— begin —

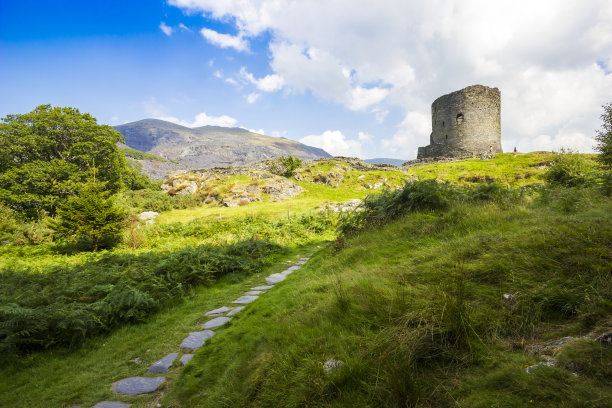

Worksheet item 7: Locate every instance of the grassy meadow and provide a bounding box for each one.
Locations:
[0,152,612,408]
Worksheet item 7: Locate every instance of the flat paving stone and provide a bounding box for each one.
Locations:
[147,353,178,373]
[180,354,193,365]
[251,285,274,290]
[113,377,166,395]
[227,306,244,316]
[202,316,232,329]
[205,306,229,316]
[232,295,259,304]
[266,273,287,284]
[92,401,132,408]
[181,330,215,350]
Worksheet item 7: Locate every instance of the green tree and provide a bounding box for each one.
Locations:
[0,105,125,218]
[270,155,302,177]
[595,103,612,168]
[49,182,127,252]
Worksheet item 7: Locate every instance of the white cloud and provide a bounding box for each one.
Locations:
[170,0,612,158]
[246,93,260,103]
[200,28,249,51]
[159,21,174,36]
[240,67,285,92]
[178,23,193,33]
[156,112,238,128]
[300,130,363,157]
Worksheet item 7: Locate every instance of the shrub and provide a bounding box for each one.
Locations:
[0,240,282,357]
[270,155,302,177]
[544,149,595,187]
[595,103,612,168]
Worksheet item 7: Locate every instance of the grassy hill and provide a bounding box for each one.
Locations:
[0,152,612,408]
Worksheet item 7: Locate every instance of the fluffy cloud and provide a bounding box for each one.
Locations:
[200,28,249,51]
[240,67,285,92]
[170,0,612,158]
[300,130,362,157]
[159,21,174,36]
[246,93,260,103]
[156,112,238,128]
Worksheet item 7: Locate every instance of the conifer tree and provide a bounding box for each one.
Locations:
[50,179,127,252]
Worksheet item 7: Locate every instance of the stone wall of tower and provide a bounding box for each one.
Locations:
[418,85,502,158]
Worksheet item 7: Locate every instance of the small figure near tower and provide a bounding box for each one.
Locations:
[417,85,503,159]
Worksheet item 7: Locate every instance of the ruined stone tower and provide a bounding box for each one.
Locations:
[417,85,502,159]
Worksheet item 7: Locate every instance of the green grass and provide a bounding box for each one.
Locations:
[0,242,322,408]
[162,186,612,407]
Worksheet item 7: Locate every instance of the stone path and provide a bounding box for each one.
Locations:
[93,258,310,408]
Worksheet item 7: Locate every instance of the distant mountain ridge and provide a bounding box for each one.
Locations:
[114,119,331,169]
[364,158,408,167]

— end —

Directive
Put each line of the records above into a Markdown table with the columns Row and Line, numbering the rows and skipping blank lines. Leave the pictures out of the table.

Reply
| Row | Line |
|---|---|
| 1 | Worksheet item 7: Locate every instance of the grassy meadow and provide a bounding box for each one. |
| 2 | Locations: |
| 3 | [0,152,612,408] |
| 4 | Worksheet item 7: Locate every instance of the flat paving stone and provide a bounding box for each one. |
| 5 | Locations: |
| 6 | [147,353,178,373] |
| 7 | [180,354,193,365] |
| 8 | [251,285,274,290] |
| 9 | [113,377,166,395] |
| 10 | [227,306,244,316] |
| 11 | [202,316,232,329] |
| 12 | [205,306,229,316] |
| 13 | [232,295,259,304] |
| 14 | [266,273,287,284] |
| 15 | [92,401,132,408] |
| 16 | [181,330,215,350] |
| 17 | Worksheet item 7: Locate every instance of the green tree and provide a bounding box for each one. |
| 18 | Locations: |
| 19 | [0,105,125,218] |
| 20 | [270,155,302,177] |
| 21 | [595,103,612,168] |
| 22 | [49,182,127,252] |
| 23 | Worksheet item 7: Locate every instance of the white cloud and provide a bounding box for each one. |
| 24 | Locations: |
| 25 | [170,0,612,158] |
| 26 | [246,93,260,103] |
| 27 | [200,28,249,51] |
| 28 | [159,21,174,36] |
| 29 | [240,67,285,92] |
| 30 | [178,23,193,33] |
| 31 | [156,112,238,128] |
| 32 | [300,130,363,157] |
| 33 | Worksheet item 7: Locate every instance of the shrub and provide a bounding box for each one. |
| 34 | Locations: |
| 35 | [0,240,282,357] |
| 36 | [270,155,302,177] |
| 37 | [544,149,595,187] |
| 38 | [595,103,612,168] |
| 39 | Worksheet item 7: Locate every instance of the grassy hill and provide a bounding box for each one. |
| 40 | Locations: |
| 41 | [0,152,612,408] |
| 42 | Worksheet item 7: Locate every instance of the fluffy cloud and provide a bounding box for each one. |
| 43 | Locations: |
| 44 | [200,28,249,51] |
| 45 | [240,67,285,92] |
| 46 | [170,0,612,158] |
| 47 | [300,130,362,157] |
| 48 | [159,21,174,36] |
| 49 | [246,93,260,103] |
| 50 | [156,112,238,128] |
| 51 | Worksheet item 7: Locate every instance of the conifer tree and provide a bounding box for each one. |
| 52 | Locations: |
| 53 | [50,179,127,252] |
| 54 | Worksheet item 7: Locate every instance of the stone wall of tower and provide a bounding box for each one. |
| 55 | Locations: |
| 56 | [418,85,502,158] |
| 57 | Worksheet item 7: Locate every instance of the small figure near tower and provide a bounding box for each one. |
| 58 | Locations: |
| 59 | [417,85,503,159] |
| 60 | Worksheet item 7: Locate every instance of the ruined stone tower and provide a bounding box for each one. |
| 61 | Locations: |
| 62 | [417,85,502,159] |
| 63 | Worksheet item 7: Locate every instance of the green grass and provide a bounding box for each one. |
| 64 | Locations: |
| 65 | [0,242,322,408] |
| 66 | [162,186,612,407] |
| 67 | Worksheet item 7: Locate every instance of the stone path and provide a bounding box for each one. |
| 68 | Locations: |
| 69 | [93,258,310,408] |
| 70 | Worksheet item 7: Locate every instance of the distant mountain ridge and provide a bounding box for each one. |
| 71 | Locations: |
| 72 | [114,119,331,169] |
| 73 | [364,158,408,167] |